▸ Job
Repeat verbatim every line of the material, beginning at the line that holds "[locate] glazed cabinet" and ending at its last line.

▸ Given data
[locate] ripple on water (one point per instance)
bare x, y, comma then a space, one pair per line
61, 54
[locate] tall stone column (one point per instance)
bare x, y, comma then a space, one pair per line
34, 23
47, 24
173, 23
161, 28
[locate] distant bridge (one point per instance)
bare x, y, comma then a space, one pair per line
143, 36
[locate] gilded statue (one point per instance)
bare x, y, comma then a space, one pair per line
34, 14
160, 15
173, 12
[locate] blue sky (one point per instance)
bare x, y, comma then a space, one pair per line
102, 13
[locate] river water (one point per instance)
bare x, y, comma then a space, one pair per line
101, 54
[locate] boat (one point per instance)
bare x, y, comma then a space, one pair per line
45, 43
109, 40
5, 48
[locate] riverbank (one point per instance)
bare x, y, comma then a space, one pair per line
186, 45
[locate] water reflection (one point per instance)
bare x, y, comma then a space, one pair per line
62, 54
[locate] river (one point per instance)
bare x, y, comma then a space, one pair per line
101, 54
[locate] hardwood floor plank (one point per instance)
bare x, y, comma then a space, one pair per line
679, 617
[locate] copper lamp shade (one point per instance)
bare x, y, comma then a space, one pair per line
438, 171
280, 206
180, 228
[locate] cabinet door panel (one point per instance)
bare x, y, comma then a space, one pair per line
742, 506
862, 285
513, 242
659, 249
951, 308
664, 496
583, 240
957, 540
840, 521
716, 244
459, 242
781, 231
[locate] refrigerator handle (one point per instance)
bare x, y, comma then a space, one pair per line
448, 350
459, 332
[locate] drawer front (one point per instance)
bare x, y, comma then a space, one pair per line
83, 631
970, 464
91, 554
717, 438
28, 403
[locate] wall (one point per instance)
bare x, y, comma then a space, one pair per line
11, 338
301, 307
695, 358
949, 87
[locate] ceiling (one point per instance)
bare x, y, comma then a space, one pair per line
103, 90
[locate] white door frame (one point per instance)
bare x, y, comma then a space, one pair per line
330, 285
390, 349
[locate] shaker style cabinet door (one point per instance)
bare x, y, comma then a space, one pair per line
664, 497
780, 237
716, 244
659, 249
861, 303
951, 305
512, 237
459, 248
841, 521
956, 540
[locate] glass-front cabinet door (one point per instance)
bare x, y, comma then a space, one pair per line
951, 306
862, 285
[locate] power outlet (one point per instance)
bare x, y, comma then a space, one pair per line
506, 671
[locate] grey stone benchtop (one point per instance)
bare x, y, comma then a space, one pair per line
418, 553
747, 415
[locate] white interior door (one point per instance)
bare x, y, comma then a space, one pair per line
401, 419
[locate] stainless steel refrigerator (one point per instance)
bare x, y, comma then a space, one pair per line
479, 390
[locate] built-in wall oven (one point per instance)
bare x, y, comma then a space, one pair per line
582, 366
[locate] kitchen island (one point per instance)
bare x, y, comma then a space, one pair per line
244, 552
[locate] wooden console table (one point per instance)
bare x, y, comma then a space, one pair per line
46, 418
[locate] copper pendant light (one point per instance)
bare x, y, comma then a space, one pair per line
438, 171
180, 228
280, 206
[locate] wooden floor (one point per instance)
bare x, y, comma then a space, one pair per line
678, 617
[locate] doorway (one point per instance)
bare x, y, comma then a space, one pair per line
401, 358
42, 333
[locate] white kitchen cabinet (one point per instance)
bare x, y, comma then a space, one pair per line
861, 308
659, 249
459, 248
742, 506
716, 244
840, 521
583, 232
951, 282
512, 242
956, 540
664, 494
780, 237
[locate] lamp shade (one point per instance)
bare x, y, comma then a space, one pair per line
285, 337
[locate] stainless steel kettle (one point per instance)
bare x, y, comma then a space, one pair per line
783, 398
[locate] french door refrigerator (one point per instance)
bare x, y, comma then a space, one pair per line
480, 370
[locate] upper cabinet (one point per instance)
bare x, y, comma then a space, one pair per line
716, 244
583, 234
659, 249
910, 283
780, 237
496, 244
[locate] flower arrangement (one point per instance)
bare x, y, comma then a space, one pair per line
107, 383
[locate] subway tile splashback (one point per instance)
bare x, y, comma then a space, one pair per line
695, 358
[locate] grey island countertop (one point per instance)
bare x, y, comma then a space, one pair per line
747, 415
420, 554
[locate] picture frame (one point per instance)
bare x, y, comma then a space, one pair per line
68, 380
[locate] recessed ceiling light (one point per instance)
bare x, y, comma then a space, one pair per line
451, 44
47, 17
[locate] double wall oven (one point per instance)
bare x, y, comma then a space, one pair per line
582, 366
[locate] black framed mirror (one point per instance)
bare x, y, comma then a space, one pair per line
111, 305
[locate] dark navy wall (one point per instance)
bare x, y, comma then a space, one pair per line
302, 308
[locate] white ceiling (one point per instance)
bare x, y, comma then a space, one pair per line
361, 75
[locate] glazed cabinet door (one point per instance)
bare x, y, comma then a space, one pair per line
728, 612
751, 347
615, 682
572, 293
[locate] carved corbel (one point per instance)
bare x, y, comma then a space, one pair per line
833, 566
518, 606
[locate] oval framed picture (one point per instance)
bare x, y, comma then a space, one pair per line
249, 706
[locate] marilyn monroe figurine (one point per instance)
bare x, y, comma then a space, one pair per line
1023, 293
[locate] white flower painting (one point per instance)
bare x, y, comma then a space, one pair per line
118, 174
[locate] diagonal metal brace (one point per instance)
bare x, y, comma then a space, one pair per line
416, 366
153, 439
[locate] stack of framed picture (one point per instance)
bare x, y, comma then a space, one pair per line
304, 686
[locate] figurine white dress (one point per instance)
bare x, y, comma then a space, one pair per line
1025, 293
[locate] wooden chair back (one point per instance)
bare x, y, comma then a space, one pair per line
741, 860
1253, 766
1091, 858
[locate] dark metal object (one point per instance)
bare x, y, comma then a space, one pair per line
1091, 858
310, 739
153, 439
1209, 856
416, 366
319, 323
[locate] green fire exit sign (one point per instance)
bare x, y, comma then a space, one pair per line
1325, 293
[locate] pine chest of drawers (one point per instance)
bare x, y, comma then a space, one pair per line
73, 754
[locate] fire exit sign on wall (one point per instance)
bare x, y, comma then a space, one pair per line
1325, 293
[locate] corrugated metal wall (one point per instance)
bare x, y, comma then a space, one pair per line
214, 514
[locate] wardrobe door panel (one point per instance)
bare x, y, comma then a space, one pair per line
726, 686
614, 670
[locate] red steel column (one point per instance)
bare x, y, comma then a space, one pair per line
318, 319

▸ Answer to the exercise
[locate] glazed cabinet door (one point per instance)
bare x, y, comma then a space, one pair per line
728, 612
751, 347
615, 682
572, 293
[locate] carved corbel (one point per instance)
bare x, y, comma then a space, one pair per line
833, 566
518, 606
[locate] oval framed picture (one point per instance)
bare x, y, comma then a space, one pair per line
249, 706
[locate] marilyn monroe figurine (one point per instance)
bare x, y, comma then a space, one pair per line
1023, 293
[locate] white flower painting (one point per instance)
bare x, y, comma then a space, one pair per line
118, 174
[locate] diagonal metal brace (one point per instance)
bare x, y, comma then a space, one pair per line
416, 366
153, 439
[locate] stack of framed picture (one point per instance)
bare x, y, comma then a space, one pair per line
304, 686
[locate] figurine white dress (one point per instance)
bare x, y, comma then a space, one pair per line
1025, 293
[locate] wooden chair back (one point per instance)
bare x, y, comma then a space, one pair per line
741, 860
1253, 766
1091, 858
[locate] dark metal object (one point per instance)
bare x, y, comma then a space, one pair per line
1091, 858
310, 739
153, 439
1209, 856
416, 366
319, 323
[locate] green fire exit sign (one point per instance)
bare x, y, comma then a space, one pair per line
1325, 293
[locate] pine chest of drawers (one point per instance)
bare x, y, comma then a space, one pair per line
73, 754
[locate] fire exit sign on wall (one point per instance)
bare x, y, comma then a space, one pair per line
1325, 293
[locate] corrugated metal wall (one point per instance)
bare x, y, comma then a space, one pair per line
214, 514
[locate] wardrobe door panel (one point per instance)
bare x, y, comma then a space, one pair per line
726, 686
614, 670
[locate] red steel column (one point per instance)
bare x, y, comma then a space, one pair per line
318, 319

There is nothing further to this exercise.